[START OF Input data]
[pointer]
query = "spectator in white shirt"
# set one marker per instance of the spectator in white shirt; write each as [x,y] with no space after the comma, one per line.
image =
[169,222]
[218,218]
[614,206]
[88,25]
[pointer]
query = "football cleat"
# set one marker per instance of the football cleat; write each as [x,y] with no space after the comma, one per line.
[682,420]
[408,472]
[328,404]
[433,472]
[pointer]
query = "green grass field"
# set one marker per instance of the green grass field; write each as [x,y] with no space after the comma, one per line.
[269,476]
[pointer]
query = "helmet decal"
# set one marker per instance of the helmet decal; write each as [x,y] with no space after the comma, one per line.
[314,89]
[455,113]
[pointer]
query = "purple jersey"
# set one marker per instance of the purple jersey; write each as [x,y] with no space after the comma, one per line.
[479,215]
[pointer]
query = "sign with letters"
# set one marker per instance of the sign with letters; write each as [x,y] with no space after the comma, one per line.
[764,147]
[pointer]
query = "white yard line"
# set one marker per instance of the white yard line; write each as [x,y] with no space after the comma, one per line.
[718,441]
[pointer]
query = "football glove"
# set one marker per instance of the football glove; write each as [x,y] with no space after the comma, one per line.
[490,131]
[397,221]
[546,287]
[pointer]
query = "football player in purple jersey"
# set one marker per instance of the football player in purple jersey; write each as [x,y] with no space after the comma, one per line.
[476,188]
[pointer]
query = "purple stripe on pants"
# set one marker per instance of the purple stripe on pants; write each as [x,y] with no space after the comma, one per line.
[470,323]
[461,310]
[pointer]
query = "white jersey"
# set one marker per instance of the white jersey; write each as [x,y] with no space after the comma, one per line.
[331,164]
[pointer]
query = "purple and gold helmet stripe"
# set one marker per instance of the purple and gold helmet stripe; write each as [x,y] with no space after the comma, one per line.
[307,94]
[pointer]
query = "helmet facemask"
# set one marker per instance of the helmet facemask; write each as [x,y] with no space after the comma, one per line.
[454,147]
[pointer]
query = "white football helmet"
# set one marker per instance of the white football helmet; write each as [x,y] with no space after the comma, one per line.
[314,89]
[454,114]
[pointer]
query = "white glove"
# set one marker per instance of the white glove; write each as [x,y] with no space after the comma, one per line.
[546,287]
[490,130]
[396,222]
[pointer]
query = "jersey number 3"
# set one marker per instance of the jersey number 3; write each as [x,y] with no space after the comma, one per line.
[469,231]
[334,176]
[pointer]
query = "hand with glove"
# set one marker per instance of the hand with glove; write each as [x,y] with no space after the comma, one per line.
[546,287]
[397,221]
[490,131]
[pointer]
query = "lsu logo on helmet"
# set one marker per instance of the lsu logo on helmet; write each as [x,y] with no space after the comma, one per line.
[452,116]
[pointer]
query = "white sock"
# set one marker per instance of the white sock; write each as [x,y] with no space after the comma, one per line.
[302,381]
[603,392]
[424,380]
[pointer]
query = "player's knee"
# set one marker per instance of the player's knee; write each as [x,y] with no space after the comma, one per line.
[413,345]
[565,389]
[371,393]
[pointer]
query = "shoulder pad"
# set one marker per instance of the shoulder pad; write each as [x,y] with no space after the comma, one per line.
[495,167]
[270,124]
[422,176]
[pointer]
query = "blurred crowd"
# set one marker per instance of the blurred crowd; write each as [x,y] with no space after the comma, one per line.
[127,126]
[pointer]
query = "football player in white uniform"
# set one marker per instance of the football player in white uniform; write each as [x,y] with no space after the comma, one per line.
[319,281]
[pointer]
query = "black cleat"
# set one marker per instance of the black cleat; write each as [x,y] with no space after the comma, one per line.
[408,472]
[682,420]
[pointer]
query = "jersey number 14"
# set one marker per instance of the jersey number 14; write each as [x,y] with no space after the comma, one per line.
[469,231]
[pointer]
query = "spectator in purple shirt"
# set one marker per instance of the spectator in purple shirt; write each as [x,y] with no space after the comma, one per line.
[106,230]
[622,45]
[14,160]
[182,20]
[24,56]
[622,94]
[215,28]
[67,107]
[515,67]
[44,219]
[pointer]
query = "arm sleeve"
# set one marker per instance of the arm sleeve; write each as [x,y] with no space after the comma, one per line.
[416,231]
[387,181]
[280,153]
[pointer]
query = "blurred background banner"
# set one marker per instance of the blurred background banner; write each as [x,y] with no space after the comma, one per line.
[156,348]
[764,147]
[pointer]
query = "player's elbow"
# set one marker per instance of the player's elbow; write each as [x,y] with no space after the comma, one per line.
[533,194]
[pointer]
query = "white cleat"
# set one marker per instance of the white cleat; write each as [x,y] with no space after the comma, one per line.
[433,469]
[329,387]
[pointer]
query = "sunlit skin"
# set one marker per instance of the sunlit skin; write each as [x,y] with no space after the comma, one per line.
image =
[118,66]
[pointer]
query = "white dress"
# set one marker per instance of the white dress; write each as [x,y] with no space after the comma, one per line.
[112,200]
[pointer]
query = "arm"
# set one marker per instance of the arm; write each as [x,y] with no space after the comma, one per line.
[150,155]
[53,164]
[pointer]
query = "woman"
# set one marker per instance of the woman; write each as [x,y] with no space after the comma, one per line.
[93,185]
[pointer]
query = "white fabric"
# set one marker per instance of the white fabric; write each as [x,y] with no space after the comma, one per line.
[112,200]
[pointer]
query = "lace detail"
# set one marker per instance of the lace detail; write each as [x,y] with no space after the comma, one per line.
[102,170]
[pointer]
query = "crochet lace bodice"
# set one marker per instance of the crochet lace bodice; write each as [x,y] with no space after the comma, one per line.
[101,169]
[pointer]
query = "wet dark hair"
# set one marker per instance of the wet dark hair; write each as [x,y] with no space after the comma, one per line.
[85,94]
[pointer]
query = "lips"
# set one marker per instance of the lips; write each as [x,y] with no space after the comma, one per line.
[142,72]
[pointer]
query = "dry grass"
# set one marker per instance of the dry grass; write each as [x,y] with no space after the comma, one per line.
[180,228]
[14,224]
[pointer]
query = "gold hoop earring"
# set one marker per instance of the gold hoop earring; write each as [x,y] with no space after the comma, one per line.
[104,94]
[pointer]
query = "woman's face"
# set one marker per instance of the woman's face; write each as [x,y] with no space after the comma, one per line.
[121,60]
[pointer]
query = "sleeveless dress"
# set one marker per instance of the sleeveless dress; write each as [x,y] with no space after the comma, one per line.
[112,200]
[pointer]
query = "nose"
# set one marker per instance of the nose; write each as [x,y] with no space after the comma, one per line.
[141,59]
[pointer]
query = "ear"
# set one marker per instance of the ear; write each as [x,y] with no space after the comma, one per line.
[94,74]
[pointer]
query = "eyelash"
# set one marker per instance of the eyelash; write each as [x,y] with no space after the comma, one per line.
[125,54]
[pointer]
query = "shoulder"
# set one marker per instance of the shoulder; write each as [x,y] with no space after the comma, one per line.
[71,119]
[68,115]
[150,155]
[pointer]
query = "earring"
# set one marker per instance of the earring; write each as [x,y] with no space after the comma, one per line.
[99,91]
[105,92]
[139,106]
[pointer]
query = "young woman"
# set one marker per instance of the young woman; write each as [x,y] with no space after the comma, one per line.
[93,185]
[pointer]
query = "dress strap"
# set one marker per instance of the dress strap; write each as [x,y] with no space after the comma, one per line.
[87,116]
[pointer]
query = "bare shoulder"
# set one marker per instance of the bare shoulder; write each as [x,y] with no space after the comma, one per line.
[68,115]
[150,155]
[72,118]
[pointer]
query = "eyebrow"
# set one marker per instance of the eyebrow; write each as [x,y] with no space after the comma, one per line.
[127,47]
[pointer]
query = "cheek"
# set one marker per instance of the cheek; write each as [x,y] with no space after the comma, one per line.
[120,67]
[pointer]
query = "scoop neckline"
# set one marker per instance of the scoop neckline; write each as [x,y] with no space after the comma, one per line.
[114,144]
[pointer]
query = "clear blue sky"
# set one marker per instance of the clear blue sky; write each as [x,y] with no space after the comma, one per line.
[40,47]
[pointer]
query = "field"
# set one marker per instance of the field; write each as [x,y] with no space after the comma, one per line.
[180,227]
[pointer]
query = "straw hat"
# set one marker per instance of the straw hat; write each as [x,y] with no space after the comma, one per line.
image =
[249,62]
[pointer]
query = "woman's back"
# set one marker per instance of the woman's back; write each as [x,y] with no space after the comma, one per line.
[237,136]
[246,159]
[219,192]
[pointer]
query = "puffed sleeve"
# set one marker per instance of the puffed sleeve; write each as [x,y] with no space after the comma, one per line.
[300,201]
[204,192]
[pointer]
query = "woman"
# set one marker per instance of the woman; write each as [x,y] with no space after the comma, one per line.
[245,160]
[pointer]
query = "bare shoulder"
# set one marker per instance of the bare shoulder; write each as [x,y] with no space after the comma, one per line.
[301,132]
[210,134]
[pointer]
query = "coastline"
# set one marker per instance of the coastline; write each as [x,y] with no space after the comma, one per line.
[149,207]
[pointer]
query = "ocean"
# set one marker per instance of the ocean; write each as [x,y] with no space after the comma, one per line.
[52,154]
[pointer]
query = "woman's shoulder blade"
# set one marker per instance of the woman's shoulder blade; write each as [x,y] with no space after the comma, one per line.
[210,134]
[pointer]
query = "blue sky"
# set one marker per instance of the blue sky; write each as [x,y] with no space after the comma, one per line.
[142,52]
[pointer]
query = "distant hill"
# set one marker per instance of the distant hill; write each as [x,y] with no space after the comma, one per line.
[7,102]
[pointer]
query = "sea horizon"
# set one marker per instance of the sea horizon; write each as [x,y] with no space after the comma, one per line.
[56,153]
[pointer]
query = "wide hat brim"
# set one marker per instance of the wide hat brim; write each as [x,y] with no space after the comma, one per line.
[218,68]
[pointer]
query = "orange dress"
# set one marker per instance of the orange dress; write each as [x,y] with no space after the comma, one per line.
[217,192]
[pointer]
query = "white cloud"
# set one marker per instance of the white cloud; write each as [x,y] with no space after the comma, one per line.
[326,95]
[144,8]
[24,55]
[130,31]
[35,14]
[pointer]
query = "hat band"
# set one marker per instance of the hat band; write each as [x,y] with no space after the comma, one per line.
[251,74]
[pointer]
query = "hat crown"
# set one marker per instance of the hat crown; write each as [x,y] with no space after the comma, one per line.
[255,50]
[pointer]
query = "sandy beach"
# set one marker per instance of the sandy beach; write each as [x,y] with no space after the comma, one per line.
[END OF Input data]
▶ [Problem details]: Pull out every line in the records above that contains the word "banner".

▶ [Answer in full]:
query = "blurred background banner"
# set one marker per instance of the blurred background banner; write each as [x,y] with no space after the comma, one per line.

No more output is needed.